» **Exercise description**
Pick out every line in the records below that contains the word "floor", and copy each such line in full.
[START]
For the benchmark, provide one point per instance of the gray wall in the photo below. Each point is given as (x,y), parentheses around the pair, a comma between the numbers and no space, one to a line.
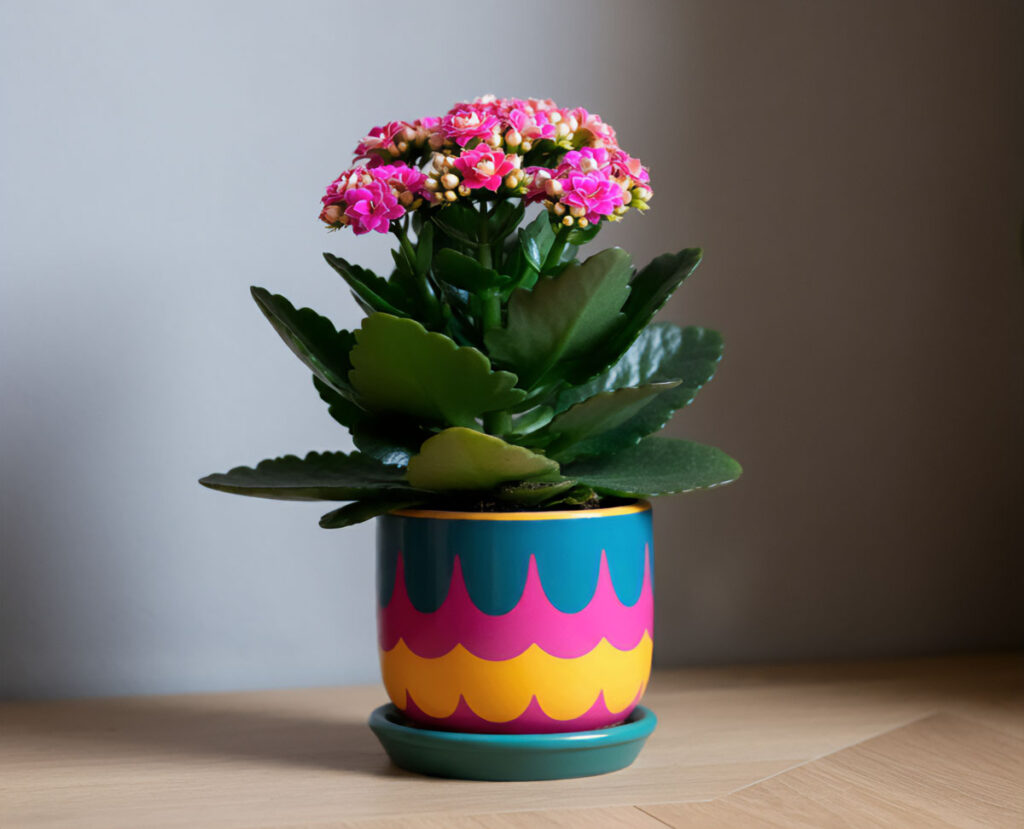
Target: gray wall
(854,172)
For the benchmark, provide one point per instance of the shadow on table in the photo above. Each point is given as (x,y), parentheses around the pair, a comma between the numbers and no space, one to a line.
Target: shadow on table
(198,728)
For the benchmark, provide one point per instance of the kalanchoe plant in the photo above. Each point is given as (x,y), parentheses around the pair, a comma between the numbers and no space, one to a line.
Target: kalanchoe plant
(495,368)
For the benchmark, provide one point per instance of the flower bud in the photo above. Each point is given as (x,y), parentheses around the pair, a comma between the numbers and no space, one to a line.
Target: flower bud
(331,214)
(553,187)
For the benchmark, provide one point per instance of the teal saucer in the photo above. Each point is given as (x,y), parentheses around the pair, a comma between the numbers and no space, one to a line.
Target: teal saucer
(511,756)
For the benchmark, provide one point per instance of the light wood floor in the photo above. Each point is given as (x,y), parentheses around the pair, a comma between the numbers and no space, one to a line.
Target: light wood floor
(922,743)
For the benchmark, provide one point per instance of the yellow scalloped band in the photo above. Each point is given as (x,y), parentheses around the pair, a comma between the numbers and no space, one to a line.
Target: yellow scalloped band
(500,690)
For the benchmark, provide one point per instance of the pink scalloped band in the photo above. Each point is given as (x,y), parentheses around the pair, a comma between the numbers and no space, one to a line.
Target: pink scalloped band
(531,721)
(532,620)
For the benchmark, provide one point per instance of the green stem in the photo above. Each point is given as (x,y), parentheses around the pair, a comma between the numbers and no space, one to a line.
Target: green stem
(557,249)
(483,238)
(492,310)
(421,278)
(497,423)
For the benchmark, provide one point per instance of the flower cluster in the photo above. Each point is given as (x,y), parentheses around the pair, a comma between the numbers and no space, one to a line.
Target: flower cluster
(529,148)
(590,184)
(371,198)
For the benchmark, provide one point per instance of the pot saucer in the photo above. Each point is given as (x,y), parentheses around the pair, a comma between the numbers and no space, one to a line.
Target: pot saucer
(511,756)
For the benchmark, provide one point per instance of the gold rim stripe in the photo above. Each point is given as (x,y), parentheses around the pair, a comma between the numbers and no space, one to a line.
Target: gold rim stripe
(551,515)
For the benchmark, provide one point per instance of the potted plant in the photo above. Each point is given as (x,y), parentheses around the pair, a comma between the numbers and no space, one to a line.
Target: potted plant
(504,394)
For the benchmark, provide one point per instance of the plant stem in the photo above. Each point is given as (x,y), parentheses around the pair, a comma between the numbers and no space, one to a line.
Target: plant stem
(557,249)
(492,310)
(421,278)
(483,240)
(497,423)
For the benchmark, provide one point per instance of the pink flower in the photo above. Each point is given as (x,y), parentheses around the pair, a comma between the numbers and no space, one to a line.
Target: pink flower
(400,177)
(350,178)
(536,178)
(627,170)
(467,122)
(372,208)
(376,145)
(593,193)
(585,161)
(484,167)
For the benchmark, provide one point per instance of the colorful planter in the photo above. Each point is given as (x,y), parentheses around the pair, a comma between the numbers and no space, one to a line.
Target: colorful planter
(516,622)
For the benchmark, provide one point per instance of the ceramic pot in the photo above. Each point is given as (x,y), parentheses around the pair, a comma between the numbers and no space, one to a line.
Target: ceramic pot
(516,622)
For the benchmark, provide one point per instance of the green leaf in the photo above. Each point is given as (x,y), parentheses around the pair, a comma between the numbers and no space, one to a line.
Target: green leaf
(578,236)
(390,440)
(312,338)
(341,408)
(536,240)
(574,496)
(462,459)
(359,511)
(650,289)
(602,412)
(465,272)
(318,476)
(656,466)
(400,367)
(531,421)
(532,492)
(663,352)
(504,218)
(373,291)
(563,319)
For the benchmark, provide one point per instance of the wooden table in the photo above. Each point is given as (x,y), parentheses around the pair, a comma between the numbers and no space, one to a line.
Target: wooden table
(922,743)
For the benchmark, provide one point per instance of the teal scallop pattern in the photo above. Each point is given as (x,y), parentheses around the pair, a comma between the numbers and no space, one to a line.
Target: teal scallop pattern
(495,558)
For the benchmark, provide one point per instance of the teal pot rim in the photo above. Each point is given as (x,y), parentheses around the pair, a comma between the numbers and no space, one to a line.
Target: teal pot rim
(638,506)
(511,756)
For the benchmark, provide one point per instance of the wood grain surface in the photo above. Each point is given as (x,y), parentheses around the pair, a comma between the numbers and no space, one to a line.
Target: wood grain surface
(932,742)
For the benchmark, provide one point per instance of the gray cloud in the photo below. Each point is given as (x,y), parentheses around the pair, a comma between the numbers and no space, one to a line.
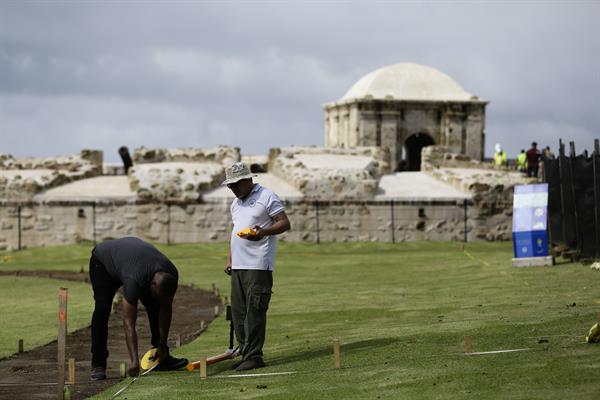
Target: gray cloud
(255,74)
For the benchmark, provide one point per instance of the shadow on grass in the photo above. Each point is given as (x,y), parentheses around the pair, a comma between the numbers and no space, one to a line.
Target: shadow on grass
(328,351)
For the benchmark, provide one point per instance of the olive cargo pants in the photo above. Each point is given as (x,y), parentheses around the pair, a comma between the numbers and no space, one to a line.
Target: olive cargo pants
(250,296)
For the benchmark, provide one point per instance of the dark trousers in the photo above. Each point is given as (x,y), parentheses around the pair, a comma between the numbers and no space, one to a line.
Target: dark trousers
(105,288)
(250,296)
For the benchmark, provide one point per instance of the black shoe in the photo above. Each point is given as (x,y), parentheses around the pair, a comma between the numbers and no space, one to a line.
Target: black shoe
(98,373)
(252,363)
(172,364)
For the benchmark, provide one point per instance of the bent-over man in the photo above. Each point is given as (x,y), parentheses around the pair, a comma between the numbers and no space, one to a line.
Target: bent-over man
(146,275)
(251,260)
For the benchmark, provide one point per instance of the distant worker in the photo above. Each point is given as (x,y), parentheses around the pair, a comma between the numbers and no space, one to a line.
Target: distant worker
(547,153)
(533,160)
(500,159)
(146,275)
(522,161)
(126,158)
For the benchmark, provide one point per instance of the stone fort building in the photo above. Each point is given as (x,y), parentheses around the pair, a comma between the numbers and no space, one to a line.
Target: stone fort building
(405,107)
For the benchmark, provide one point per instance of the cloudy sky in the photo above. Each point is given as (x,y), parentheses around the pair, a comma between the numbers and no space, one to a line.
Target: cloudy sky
(100,75)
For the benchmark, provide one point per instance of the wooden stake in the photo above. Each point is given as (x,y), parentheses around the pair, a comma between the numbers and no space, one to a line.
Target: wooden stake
(62,341)
(203,367)
(71,371)
(337,359)
(468,344)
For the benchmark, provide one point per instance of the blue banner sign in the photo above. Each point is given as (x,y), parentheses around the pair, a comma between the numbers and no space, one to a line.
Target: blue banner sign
(530,220)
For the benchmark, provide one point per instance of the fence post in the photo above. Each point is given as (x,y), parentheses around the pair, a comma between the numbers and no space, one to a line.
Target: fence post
(317,220)
(94,221)
(561,156)
(168,224)
(465,206)
(393,225)
(19,226)
(575,213)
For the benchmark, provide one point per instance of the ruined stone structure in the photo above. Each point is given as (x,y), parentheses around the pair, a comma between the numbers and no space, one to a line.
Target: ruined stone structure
(403,108)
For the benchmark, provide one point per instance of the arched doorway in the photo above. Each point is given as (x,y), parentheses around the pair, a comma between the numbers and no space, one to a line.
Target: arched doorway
(413,145)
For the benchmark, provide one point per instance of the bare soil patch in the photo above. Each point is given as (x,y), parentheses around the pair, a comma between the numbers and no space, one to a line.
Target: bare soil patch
(33,374)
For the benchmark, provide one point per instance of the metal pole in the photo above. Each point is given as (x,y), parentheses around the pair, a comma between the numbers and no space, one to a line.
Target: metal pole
(317,219)
(393,225)
(94,221)
(595,176)
(19,226)
(571,161)
(465,217)
(561,155)
(168,224)
(62,338)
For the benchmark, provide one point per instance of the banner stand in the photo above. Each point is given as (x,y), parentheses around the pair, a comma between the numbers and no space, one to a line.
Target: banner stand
(530,226)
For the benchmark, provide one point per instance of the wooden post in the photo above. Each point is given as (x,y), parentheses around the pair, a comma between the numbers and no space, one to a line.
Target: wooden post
(203,367)
(337,359)
(468,344)
(62,341)
(71,371)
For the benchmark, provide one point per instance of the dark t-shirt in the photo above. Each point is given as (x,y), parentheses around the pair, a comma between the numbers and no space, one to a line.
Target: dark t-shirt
(533,157)
(133,263)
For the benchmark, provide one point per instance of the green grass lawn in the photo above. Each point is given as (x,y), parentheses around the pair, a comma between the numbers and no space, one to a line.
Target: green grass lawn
(402,312)
(29,310)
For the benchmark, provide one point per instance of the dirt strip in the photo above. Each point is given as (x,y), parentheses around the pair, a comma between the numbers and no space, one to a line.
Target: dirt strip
(32,374)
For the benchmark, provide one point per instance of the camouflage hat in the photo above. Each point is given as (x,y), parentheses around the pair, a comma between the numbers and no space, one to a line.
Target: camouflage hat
(236,172)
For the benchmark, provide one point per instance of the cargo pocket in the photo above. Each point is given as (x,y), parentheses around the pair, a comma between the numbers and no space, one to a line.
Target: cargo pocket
(260,299)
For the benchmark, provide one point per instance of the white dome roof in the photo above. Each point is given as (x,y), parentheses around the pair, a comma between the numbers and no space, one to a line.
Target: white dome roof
(407,81)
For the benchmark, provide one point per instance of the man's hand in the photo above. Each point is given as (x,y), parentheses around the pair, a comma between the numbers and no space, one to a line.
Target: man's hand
(134,370)
(227,267)
(257,236)
(162,353)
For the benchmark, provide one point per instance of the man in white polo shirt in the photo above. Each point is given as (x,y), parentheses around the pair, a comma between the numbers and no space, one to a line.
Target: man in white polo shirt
(251,260)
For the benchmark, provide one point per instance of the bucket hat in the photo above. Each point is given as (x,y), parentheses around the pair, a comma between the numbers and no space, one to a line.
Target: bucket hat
(236,172)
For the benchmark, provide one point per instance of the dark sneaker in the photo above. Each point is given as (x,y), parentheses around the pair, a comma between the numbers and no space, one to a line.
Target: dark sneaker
(172,364)
(252,363)
(98,373)
(236,364)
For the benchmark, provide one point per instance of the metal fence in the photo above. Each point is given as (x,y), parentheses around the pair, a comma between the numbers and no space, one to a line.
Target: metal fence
(573,200)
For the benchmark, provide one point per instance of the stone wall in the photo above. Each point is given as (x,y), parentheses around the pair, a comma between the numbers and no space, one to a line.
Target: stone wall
(345,173)
(21,178)
(222,155)
(180,175)
(65,223)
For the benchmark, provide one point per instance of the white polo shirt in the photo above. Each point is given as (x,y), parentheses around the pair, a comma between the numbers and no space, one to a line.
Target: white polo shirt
(258,208)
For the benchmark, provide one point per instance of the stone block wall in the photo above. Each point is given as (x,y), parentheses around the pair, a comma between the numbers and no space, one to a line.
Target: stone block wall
(65,223)
(26,177)
(335,182)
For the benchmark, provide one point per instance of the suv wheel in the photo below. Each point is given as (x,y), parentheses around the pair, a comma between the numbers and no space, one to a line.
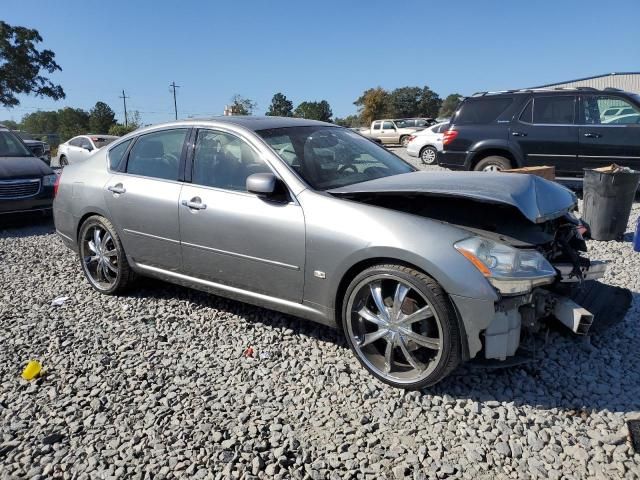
[END]
» **Solution**
For the benchmark, provide one point per instance of the light wood floor in the photo above. Each point is given as (x,y), parentheses around the pair, a comma between the numbers and no space, one to a line.
Target: light wood floor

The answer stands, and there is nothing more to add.